**EXTRACTED RECORDS:**

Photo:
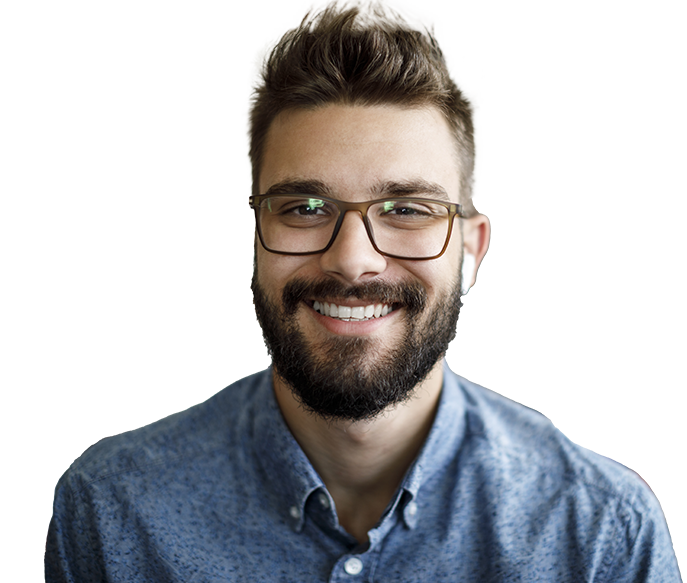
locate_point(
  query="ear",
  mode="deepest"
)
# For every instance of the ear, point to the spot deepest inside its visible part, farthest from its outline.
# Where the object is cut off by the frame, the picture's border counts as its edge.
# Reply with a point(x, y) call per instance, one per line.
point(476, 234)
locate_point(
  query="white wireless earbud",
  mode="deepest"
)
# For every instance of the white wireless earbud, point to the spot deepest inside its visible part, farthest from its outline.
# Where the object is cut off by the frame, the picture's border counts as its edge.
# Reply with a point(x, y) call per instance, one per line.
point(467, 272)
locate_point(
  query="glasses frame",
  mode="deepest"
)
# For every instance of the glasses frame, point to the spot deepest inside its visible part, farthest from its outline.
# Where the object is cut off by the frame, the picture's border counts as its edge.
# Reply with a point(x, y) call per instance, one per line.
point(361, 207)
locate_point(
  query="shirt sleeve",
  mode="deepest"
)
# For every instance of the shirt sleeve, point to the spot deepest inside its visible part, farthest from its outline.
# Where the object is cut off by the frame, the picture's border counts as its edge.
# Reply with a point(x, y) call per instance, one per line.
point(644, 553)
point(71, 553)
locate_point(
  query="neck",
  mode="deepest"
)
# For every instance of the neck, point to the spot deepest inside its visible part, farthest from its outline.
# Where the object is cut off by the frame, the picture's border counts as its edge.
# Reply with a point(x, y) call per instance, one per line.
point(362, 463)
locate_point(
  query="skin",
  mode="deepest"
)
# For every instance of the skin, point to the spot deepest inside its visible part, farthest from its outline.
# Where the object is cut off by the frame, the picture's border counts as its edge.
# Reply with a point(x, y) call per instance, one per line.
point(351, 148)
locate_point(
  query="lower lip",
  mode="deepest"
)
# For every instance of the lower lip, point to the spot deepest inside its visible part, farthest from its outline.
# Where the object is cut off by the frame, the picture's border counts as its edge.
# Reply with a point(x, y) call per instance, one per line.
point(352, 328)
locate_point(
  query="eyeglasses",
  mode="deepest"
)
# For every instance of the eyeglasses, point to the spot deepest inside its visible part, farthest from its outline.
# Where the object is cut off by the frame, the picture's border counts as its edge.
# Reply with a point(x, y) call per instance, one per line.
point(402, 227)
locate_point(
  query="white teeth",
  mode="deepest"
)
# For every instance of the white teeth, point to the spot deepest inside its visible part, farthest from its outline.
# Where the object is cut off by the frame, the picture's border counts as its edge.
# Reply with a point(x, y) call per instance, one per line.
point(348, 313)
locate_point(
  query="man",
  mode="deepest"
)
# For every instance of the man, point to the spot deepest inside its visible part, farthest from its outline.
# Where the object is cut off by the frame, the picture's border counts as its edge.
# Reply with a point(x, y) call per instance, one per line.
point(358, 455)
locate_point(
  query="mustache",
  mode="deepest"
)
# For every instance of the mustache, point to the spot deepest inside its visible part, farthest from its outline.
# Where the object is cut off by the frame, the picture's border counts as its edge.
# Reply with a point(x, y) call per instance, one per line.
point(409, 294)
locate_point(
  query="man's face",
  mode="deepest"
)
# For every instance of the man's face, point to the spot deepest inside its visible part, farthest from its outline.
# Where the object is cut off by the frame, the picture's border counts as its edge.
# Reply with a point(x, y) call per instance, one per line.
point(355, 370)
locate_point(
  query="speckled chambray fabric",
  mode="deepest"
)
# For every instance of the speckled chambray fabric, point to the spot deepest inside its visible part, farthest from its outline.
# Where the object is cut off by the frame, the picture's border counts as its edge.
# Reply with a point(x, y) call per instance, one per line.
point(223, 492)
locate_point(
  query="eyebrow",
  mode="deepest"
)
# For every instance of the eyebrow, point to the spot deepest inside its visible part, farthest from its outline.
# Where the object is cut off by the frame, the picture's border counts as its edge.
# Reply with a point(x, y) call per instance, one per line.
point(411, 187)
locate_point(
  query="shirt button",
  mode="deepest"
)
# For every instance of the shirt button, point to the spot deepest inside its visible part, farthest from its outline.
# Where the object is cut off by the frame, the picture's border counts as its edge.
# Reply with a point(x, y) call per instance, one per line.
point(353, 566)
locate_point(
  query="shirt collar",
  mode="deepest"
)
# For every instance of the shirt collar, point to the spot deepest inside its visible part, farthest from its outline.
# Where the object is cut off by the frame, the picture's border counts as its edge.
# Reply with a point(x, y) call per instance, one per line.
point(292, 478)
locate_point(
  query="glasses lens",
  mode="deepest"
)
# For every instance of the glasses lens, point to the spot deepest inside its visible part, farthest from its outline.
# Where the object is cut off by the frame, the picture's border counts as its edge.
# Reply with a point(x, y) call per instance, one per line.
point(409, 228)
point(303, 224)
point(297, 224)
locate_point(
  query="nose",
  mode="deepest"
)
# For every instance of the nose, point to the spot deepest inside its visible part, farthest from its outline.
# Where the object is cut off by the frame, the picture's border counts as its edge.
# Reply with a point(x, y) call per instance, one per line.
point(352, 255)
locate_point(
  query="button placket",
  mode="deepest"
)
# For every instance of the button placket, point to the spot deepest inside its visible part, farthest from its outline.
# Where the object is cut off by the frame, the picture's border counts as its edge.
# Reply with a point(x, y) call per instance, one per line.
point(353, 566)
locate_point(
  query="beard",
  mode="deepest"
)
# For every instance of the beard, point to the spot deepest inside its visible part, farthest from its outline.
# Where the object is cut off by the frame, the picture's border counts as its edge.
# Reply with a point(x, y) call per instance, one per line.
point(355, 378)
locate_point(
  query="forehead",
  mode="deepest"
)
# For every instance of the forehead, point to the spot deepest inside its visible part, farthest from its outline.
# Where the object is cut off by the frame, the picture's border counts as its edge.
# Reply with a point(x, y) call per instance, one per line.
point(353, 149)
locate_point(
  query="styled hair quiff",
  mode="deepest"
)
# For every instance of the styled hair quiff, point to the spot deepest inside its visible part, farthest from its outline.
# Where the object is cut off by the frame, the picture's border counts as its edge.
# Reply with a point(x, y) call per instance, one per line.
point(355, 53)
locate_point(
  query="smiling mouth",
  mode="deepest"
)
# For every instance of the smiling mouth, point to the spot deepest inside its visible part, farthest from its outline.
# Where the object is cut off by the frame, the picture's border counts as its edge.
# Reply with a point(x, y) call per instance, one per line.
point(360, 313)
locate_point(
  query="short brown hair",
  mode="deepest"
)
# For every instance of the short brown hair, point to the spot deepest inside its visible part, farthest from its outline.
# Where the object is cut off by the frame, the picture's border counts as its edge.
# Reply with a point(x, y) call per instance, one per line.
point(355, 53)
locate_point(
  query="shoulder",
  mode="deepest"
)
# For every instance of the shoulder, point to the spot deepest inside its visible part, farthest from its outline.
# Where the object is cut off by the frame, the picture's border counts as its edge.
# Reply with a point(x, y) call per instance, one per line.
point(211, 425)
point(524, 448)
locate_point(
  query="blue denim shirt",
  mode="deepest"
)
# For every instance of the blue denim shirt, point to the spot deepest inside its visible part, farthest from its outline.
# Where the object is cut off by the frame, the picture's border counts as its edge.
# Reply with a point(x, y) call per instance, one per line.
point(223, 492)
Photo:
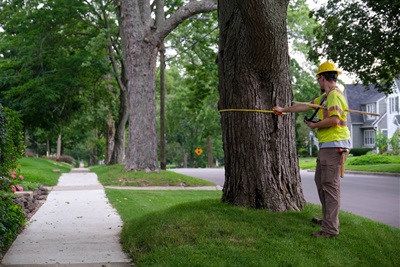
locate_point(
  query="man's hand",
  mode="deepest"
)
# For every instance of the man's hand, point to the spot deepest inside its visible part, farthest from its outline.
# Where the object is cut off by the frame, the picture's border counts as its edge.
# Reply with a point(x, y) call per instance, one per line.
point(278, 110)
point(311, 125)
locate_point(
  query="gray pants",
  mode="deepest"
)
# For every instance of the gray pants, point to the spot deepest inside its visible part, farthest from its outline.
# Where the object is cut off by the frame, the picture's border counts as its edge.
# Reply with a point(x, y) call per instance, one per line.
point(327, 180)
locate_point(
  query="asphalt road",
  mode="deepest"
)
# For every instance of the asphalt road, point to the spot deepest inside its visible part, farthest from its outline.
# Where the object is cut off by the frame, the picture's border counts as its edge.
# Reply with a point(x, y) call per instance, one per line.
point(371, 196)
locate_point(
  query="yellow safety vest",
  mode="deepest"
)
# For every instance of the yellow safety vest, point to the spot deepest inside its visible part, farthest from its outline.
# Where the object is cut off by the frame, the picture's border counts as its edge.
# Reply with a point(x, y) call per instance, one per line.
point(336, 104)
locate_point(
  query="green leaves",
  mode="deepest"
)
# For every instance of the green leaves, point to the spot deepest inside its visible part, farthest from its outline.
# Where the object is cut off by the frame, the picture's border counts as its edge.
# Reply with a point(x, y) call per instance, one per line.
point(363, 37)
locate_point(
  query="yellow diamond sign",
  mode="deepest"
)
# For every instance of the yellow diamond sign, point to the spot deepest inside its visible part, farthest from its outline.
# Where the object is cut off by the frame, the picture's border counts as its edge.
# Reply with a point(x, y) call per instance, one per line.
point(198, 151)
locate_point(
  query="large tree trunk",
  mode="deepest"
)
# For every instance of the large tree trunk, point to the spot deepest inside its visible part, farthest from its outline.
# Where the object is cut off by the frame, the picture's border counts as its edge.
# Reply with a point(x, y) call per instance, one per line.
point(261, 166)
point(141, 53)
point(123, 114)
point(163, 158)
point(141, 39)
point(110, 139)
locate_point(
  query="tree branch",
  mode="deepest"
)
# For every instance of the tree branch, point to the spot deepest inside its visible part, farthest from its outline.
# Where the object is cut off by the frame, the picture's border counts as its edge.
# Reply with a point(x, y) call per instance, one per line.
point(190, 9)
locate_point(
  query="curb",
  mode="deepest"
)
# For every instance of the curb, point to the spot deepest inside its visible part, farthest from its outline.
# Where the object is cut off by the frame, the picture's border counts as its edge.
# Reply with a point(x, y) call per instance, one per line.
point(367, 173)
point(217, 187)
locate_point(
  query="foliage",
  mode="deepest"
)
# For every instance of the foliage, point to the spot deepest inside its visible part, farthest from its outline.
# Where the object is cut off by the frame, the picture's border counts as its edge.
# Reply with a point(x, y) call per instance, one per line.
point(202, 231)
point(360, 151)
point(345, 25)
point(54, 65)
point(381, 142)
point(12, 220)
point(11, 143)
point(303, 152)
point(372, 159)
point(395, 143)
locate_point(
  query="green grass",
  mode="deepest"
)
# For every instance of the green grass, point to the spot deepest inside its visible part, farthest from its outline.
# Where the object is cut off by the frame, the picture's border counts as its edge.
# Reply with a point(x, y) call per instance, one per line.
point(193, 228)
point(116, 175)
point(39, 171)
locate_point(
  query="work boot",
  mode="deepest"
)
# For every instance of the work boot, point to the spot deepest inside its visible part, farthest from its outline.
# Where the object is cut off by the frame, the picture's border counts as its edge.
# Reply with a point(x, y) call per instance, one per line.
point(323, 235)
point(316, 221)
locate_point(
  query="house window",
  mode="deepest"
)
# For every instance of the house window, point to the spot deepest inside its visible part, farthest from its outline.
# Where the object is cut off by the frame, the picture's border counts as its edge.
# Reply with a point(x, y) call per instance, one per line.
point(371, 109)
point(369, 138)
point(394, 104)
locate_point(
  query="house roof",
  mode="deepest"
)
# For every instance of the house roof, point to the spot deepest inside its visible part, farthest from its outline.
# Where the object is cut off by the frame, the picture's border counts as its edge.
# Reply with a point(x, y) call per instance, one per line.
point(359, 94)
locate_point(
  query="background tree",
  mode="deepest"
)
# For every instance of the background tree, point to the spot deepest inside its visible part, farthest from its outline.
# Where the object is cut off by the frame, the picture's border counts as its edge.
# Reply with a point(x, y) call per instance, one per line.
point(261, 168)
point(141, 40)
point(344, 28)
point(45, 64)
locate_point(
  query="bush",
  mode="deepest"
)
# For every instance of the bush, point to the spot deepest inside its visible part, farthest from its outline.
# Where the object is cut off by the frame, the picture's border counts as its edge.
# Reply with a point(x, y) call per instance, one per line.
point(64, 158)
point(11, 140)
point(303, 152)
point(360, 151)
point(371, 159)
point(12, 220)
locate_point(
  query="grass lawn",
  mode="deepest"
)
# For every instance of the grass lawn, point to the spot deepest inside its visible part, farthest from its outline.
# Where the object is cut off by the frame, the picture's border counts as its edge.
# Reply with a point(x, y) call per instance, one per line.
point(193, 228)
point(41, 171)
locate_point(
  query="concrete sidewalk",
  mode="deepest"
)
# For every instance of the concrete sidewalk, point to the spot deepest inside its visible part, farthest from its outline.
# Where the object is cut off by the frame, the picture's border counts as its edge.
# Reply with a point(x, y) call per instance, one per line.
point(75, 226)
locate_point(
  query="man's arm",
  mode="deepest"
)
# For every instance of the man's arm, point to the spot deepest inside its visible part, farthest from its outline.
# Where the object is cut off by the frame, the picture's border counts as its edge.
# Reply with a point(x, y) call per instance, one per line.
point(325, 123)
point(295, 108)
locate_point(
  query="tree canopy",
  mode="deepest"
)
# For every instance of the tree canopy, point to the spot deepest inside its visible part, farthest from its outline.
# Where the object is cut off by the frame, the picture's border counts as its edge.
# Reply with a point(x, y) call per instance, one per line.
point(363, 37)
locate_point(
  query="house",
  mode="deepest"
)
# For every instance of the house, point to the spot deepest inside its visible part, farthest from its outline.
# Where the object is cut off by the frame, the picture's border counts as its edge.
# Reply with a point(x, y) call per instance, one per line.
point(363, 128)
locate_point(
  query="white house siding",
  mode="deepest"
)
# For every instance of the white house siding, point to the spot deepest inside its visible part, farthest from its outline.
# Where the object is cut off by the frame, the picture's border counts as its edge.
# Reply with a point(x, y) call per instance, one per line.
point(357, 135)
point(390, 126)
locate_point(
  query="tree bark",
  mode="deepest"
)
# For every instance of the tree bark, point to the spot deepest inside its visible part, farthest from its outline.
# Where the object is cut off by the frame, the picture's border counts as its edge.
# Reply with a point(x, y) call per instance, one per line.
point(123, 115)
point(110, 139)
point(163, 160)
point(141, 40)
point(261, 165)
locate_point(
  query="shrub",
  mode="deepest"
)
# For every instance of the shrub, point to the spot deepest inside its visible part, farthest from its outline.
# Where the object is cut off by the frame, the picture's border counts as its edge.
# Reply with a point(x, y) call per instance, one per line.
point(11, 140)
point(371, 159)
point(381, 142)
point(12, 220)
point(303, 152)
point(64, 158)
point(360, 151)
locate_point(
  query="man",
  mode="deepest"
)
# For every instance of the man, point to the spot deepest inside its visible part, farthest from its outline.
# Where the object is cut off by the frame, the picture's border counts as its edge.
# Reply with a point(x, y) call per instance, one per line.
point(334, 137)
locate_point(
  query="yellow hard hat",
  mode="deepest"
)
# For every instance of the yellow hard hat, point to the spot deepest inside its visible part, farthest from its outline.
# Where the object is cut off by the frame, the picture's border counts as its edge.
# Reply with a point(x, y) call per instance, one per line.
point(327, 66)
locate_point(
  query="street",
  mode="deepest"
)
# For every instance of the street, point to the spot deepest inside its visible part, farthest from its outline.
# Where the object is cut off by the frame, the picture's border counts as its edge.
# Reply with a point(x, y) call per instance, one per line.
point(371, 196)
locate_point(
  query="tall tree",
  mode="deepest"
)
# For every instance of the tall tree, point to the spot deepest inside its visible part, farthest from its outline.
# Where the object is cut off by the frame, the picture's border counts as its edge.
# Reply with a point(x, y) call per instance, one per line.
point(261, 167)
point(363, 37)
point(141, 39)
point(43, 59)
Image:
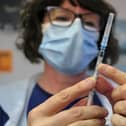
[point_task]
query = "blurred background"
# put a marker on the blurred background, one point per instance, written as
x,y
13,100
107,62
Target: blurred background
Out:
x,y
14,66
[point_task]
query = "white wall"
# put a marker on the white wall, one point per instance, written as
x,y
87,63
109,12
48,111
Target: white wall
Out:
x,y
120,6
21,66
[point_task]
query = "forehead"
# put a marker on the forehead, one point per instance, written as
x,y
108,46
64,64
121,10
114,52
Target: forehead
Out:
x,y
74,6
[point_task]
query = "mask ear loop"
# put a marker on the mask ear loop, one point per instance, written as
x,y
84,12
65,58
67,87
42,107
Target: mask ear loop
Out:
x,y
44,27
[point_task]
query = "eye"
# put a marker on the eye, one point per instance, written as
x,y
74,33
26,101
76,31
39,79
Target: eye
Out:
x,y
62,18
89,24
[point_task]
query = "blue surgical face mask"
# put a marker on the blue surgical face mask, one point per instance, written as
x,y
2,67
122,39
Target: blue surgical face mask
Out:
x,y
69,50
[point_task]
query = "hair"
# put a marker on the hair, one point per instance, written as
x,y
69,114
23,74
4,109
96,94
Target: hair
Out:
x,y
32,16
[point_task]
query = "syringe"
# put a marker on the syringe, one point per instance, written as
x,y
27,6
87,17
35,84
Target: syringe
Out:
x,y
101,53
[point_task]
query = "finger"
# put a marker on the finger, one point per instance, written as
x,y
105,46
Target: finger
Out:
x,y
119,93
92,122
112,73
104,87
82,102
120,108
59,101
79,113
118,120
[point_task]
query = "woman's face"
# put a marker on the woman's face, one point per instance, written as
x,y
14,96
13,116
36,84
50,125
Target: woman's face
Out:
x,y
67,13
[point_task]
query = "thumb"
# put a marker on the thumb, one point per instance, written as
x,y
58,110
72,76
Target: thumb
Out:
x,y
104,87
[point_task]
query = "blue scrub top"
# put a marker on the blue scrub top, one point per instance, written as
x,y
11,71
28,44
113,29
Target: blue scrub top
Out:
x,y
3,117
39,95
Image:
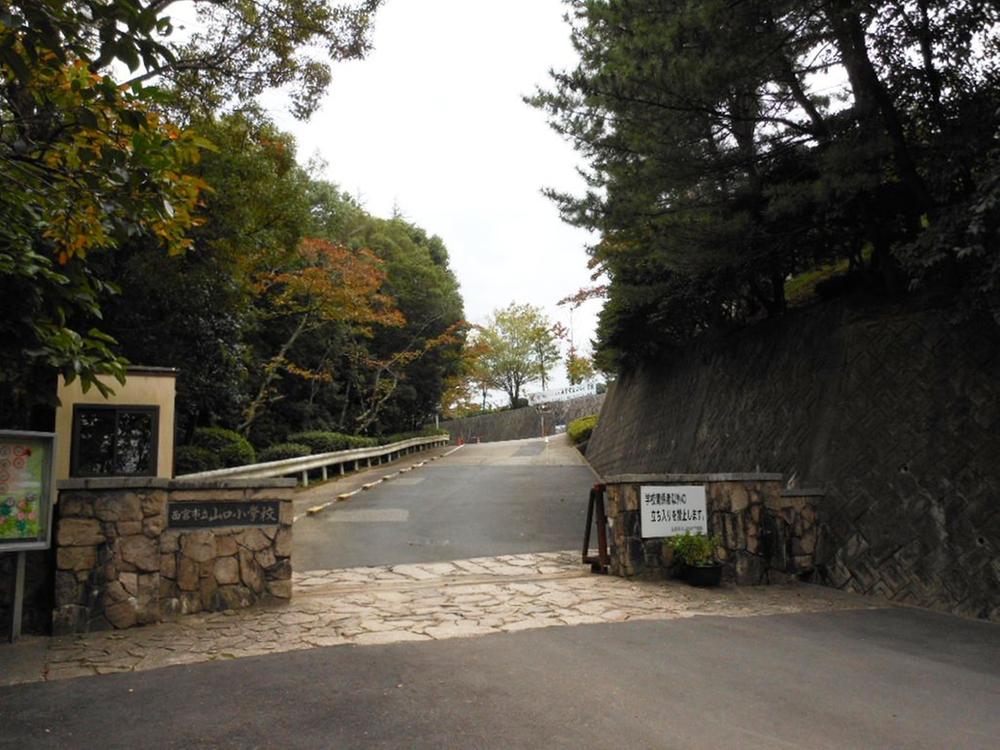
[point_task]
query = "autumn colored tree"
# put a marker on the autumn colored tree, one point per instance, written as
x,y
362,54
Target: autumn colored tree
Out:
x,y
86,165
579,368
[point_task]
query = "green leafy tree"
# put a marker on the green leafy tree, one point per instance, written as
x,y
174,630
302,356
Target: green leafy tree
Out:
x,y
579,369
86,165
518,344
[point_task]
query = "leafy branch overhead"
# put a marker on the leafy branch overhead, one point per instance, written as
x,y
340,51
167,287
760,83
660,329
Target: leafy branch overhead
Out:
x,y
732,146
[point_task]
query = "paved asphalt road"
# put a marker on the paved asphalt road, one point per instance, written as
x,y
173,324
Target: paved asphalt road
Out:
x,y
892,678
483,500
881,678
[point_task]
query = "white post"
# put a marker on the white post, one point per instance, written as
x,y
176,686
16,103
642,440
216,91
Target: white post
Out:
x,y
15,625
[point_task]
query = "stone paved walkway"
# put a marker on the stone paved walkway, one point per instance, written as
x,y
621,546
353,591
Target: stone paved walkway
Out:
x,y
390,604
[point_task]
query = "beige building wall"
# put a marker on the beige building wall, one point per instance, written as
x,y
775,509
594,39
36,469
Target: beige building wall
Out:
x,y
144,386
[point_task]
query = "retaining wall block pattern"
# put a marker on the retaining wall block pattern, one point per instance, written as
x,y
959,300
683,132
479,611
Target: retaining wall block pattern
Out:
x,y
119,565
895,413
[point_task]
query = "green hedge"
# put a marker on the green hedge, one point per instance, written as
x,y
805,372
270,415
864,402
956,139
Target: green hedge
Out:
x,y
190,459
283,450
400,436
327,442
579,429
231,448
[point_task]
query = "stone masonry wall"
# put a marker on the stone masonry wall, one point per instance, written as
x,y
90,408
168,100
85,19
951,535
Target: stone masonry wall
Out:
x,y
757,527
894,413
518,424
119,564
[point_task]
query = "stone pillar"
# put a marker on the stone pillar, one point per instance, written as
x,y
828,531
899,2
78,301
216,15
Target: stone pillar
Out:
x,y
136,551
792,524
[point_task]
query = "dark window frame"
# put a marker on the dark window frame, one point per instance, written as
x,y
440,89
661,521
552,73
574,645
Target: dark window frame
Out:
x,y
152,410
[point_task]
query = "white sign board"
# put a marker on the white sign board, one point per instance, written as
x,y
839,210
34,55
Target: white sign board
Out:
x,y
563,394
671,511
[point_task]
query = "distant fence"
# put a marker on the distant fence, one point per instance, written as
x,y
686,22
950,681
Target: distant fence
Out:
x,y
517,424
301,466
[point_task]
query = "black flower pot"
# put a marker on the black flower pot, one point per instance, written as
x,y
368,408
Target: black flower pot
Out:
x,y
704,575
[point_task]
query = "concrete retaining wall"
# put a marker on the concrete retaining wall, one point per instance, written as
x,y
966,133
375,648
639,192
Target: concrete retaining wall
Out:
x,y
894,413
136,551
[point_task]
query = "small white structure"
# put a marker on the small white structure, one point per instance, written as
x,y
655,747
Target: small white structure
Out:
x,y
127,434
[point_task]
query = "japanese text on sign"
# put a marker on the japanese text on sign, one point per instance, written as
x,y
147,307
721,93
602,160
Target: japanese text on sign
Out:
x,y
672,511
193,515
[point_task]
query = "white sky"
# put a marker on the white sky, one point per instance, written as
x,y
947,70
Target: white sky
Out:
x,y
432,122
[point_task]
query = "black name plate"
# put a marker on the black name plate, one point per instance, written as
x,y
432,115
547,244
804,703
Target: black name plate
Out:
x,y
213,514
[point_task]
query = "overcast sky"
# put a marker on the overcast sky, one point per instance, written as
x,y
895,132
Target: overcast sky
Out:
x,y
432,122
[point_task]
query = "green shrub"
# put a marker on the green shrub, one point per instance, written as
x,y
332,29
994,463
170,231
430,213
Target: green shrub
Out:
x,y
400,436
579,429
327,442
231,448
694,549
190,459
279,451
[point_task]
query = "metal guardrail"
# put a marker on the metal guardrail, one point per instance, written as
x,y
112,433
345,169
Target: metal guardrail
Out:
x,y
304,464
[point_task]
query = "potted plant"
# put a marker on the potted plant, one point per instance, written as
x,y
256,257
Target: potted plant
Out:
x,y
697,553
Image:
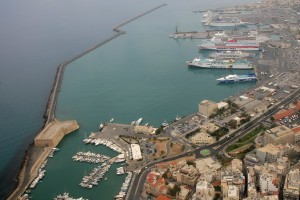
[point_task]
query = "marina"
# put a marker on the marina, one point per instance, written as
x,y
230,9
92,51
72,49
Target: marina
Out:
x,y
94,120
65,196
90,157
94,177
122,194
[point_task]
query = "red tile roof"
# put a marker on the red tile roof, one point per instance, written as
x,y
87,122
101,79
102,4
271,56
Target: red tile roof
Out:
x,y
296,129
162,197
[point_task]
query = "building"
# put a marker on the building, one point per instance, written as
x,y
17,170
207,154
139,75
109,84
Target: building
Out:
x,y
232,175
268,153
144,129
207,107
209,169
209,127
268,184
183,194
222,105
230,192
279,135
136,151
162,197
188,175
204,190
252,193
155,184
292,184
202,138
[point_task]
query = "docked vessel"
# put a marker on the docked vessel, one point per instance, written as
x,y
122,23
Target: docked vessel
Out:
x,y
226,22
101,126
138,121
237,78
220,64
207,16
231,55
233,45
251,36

**DIRECTIONS FOR THIS TASK:**
Scan the listing above. Gather each line that contains the word "dark".

**EXERCISE RESPONSE:**
query = "dark window frame"
# put a marker on the dark window frame, one point per instance, written as
Target: dark window frame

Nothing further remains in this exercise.